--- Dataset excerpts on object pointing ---
/---
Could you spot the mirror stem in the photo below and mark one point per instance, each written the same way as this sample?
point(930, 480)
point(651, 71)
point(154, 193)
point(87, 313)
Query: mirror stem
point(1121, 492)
\---
/---
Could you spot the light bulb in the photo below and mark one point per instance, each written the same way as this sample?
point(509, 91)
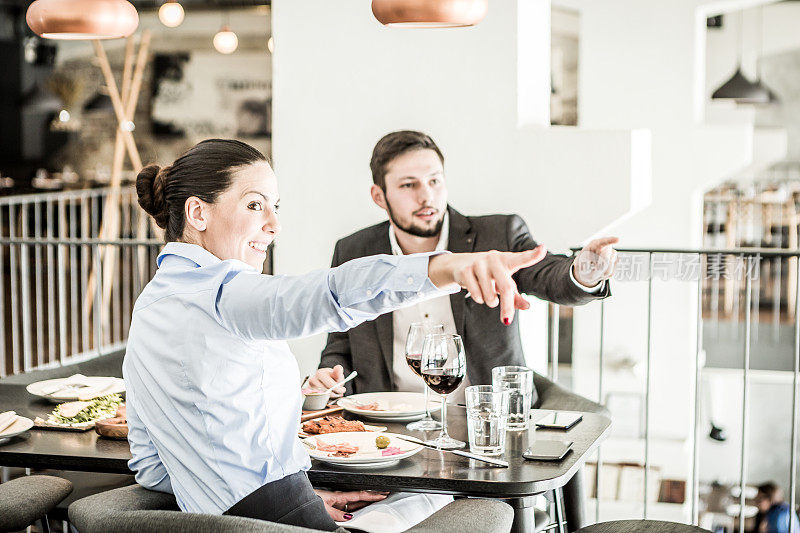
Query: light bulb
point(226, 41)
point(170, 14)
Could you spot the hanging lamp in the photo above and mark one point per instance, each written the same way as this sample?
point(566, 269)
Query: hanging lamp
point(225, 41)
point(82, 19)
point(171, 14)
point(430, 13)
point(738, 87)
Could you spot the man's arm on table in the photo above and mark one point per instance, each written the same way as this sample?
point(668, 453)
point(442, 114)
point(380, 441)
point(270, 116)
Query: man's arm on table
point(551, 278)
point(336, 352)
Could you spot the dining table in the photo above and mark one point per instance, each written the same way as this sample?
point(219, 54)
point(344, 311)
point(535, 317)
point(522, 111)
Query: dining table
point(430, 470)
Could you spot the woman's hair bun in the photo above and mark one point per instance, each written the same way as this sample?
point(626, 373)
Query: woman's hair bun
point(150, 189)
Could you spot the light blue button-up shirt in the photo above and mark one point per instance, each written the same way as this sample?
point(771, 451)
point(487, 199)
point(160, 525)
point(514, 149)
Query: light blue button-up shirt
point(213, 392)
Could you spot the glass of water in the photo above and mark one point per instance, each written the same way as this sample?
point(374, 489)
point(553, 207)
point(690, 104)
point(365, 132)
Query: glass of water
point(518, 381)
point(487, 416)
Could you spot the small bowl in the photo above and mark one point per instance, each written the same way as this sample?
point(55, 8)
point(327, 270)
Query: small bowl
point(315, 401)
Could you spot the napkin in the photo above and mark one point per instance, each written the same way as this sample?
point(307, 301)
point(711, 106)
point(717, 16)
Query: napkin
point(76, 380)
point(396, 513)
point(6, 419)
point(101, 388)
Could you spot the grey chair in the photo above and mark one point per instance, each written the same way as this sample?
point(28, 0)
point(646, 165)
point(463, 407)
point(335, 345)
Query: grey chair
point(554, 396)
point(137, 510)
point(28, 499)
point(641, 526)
\---
--- STATED EXERCISE ---
Can you rewrite the entries starting with the line containing "Could you spot the napkin" and going on through the line containing "point(641, 526)", replacing "napkin" with "paper napkin" and leaving everything else unchanged?

--- COMPLETE ANSWER ---
Could you spot the paper napkin in the photo above and mark one point per instance, each written the same way as this sample?
point(307, 301)
point(711, 106)
point(717, 16)
Query: paper napkin
point(76, 380)
point(396, 513)
point(6, 419)
point(101, 388)
Could you spot the grey chair in the photo above and mark one point per instance, each written the same way as this sample?
point(28, 0)
point(646, 165)
point(463, 407)
point(335, 345)
Query: grey chair
point(554, 396)
point(137, 510)
point(28, 499)
point(641, 526)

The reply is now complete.